# ASSIGNMENT
Could you transcribe all of the data exactly and skip any pictures?

# THE DATA
-*-

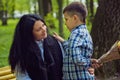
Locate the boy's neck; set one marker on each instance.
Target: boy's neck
(79, 23)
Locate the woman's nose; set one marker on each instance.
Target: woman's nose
(44, 28)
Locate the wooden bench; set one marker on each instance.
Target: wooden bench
(5, 73)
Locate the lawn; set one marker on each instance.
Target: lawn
(6, 36)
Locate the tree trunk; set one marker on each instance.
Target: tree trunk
(47, 6)
(40, 6)
(60, 3)
(105, 31)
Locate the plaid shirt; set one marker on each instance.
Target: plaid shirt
(78, 51)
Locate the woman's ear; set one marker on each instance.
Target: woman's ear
(75, 17)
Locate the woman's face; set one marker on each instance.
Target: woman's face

-*-

# SOLUTION TO THIS EXERCISE
Locate the boy's neck; set one marker on each instance.
Target: boy's neck
(79, 23)
Locate the woman's nose; set one marker on each instance.
Target: woman's nose
(44, 28)
Locate the wooden bench; set one marker on each instance.
Target: wooden bench
(5, 73)
Locate the lawn; set one marker on each instance.
Target: lawn
(6, 36)
Locate the tree trunk; set one marker on each instance.
Target: tree trunk
(47, 6)
(40, 6)
(60, 3)
(105, 31)
Locate the plaid shirt; set one marker on each instance.
Target: plaid shirt
(78, 51)
Locate the woman's ear; set one marker on each instance.
Target: woman's ear
(75, 17)
Locate the woman's face; set one marker on each instance.
Target: woman's face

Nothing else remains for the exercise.